■ 課題の目的 ■
リストのうち、「tag the stone column」を含む行から「<point>323,215</point>」を含む行までを、その二行も含めて一字も変えずに書き写してください。

* * *

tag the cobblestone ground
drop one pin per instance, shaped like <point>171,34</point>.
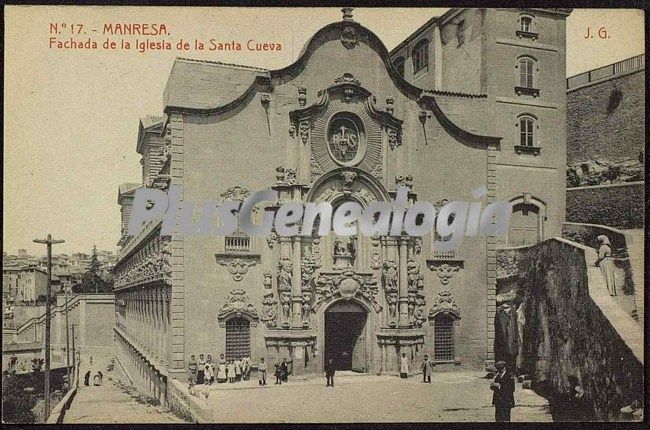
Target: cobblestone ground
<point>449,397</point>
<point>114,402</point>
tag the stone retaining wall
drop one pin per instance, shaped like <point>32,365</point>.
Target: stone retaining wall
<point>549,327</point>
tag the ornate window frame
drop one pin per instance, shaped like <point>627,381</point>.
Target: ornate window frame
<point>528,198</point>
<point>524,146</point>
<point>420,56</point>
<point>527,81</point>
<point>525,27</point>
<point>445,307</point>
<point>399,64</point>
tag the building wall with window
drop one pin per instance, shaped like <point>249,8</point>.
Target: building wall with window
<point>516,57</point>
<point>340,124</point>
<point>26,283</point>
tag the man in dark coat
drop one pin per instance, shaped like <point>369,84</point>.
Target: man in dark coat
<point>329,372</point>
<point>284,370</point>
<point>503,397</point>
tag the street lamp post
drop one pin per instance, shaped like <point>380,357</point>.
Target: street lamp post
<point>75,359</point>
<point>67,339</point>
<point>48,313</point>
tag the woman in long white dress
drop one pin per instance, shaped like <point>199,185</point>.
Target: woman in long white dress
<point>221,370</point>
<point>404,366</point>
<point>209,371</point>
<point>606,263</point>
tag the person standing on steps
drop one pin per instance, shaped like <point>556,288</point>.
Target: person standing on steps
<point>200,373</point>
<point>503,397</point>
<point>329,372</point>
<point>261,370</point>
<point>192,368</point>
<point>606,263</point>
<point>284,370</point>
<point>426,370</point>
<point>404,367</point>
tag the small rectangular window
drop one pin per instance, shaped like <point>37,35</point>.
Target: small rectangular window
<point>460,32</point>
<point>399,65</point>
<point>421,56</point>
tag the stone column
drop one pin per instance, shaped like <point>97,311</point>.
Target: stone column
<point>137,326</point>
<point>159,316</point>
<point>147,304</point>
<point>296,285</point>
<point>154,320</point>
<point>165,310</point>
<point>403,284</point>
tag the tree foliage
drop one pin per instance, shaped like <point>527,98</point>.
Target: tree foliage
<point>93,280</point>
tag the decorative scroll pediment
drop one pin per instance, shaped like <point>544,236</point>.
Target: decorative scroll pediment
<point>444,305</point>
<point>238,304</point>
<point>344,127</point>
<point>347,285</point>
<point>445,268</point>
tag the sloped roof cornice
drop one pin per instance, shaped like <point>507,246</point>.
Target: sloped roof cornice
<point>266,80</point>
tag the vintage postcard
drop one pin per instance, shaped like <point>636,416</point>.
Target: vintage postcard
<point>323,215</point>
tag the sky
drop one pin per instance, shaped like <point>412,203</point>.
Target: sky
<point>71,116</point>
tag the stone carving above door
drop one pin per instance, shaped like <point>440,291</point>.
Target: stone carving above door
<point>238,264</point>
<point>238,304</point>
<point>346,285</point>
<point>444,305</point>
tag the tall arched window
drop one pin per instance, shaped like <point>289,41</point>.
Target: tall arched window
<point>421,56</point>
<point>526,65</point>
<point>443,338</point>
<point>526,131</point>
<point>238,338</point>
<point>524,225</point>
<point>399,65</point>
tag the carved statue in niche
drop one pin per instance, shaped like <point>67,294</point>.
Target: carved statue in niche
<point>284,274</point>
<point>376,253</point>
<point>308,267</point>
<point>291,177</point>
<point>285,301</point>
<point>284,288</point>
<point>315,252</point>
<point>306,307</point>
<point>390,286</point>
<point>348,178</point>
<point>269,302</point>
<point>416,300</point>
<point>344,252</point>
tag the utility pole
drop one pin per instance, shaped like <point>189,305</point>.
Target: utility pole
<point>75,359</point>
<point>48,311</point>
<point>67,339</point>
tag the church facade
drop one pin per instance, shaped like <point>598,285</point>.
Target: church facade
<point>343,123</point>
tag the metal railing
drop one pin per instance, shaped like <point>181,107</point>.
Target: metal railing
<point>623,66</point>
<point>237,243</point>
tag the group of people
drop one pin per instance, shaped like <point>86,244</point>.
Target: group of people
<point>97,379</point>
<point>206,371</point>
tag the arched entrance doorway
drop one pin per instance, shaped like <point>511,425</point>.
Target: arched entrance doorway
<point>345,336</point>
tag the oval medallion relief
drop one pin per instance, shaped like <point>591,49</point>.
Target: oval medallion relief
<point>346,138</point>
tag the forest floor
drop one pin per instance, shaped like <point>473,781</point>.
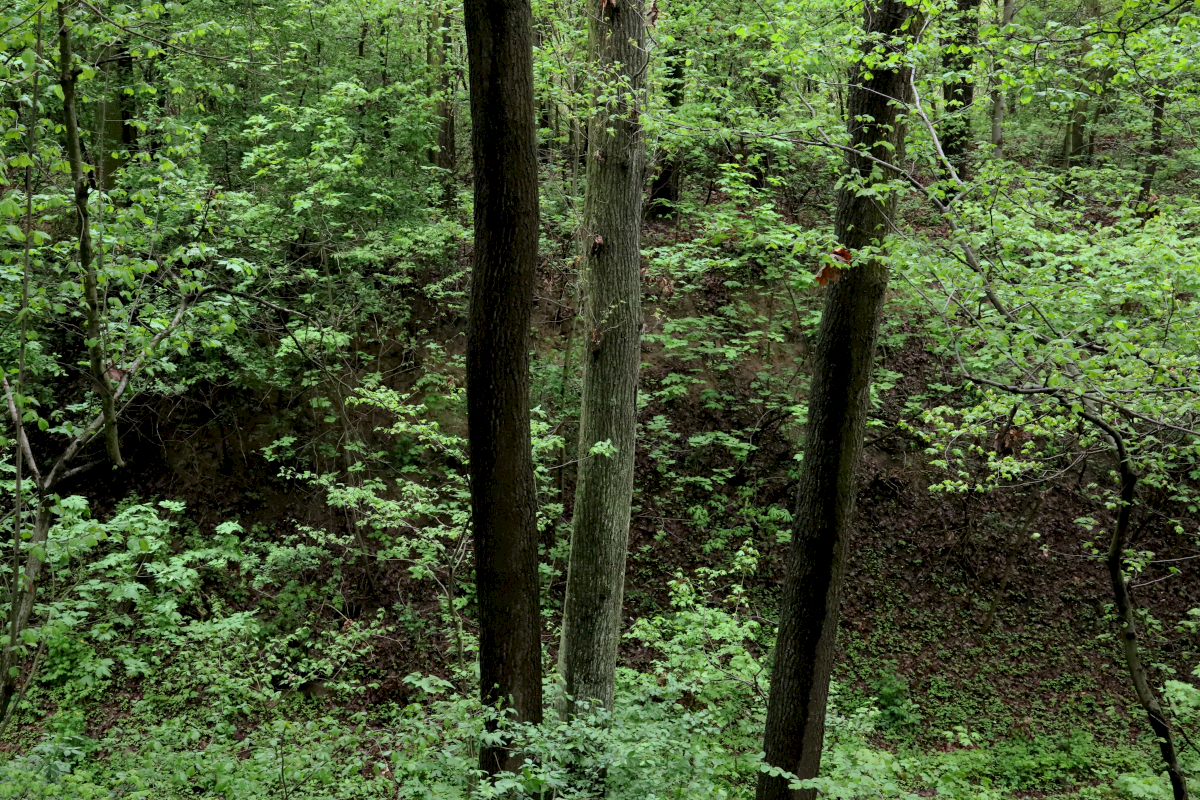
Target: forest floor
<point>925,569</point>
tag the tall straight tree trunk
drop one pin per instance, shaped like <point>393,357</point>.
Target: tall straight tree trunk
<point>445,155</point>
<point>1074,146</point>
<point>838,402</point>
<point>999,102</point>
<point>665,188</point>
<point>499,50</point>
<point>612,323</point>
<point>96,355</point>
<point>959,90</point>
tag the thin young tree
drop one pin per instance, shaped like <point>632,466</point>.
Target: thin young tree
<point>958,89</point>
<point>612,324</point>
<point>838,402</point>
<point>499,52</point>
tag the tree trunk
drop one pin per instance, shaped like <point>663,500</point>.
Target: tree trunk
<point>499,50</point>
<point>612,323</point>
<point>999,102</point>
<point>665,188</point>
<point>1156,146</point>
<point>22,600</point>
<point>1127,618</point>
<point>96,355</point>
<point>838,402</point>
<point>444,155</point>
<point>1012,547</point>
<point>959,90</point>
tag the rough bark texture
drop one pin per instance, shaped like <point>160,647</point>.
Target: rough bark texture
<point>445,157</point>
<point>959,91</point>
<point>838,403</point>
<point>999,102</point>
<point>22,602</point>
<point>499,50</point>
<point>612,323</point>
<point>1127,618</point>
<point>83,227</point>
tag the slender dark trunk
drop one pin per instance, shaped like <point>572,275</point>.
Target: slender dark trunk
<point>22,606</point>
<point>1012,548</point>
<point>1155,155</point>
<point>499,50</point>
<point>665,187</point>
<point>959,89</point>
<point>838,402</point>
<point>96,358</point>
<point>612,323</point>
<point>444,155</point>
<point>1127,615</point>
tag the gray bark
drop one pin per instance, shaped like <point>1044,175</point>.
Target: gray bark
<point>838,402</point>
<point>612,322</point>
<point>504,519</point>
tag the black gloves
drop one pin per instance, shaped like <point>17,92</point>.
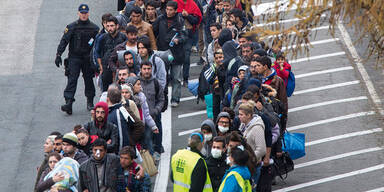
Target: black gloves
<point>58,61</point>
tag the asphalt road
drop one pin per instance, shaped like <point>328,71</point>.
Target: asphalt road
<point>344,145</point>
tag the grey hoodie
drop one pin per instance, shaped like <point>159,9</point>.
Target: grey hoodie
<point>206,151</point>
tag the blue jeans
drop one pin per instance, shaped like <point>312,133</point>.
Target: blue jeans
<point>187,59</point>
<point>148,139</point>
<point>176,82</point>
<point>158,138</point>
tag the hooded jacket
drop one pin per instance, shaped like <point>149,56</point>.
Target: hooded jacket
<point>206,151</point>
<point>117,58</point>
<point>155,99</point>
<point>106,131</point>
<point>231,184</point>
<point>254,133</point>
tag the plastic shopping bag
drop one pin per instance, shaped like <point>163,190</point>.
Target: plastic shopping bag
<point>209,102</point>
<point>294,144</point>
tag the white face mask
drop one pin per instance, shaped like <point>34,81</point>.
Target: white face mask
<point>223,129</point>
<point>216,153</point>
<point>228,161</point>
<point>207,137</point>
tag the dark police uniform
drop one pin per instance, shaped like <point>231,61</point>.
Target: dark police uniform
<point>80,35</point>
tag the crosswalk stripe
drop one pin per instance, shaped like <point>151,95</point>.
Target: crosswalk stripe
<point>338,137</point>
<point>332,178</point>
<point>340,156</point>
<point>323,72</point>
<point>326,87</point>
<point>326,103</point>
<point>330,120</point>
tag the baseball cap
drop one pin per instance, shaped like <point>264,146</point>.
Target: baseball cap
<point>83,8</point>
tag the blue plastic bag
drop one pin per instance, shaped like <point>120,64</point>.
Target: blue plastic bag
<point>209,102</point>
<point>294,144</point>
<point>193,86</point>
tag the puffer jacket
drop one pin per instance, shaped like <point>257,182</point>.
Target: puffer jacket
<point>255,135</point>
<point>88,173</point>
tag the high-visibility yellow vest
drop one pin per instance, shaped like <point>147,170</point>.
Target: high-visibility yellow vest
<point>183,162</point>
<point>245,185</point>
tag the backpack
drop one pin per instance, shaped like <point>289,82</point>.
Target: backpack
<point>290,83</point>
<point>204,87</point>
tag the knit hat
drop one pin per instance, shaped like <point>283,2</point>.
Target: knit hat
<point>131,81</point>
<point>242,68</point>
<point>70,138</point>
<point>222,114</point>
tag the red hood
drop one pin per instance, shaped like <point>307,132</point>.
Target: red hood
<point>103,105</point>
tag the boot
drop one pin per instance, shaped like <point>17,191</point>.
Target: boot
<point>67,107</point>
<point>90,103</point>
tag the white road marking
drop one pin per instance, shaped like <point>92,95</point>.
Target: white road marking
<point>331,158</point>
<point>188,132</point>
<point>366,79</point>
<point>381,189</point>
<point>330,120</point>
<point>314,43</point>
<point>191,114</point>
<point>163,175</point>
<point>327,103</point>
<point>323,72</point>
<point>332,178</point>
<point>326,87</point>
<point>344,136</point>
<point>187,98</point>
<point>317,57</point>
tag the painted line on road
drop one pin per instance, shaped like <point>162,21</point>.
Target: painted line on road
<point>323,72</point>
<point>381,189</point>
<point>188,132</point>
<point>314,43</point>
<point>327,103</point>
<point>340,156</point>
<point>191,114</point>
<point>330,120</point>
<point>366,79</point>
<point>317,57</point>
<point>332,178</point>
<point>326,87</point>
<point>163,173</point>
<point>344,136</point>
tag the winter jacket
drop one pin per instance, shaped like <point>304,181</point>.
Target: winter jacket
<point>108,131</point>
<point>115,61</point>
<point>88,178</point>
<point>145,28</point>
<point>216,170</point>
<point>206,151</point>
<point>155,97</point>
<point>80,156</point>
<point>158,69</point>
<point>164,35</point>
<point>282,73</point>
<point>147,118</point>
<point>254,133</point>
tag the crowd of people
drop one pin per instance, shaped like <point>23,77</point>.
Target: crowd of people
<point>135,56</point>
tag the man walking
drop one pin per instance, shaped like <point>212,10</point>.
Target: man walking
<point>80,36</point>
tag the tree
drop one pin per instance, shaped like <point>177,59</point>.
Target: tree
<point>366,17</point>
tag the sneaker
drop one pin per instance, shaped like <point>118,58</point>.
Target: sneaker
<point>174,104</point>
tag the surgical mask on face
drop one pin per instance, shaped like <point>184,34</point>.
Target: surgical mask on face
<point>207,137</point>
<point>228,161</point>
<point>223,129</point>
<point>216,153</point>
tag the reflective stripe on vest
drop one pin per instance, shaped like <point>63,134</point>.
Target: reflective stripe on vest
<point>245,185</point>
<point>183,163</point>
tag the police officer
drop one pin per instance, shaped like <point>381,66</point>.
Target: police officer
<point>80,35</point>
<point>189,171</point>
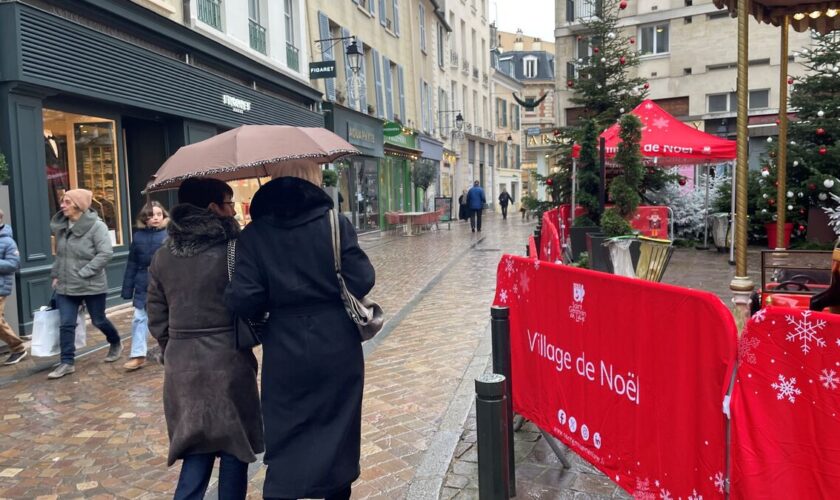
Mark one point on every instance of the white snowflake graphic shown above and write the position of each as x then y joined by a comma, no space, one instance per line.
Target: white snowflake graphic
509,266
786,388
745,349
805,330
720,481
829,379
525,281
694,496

* * *

■ 解答例 ■
tag the stone column
drop one pin per instance, shaped like <point>97,311</point>.
Target: stone column
<point>137,326</point>
<point>159,316</point>
<point>147,304</point>
<point>296,285</point>
<point>154,320</point>
<point>165,310</point>
<point>403,284</point>
tag the tree foliage
drop one pin per instance, shaped like <point>527,98</point>.
Target: tree foliage
<point>93,280</point>
tag the decorative scroll pediment
drop one pin per instance, shaped like <point>544,236</point>.
Target: decorative scroll pediment
<point>444,305</point>
<point>238,304</point>
<point>344,127</point>
<point>347,285</point>
<point>445,268</point>
tag the sloped roof cornice
drop one pin per instance, shaped like <point>507,246</point>.
Target: sloped roof cornice
<point>266,80</point>
tag the vintage postcard
drop one pin per instance, shaped like <point>636,416</point>.
Target: vintage postcard
<point>323,215</point>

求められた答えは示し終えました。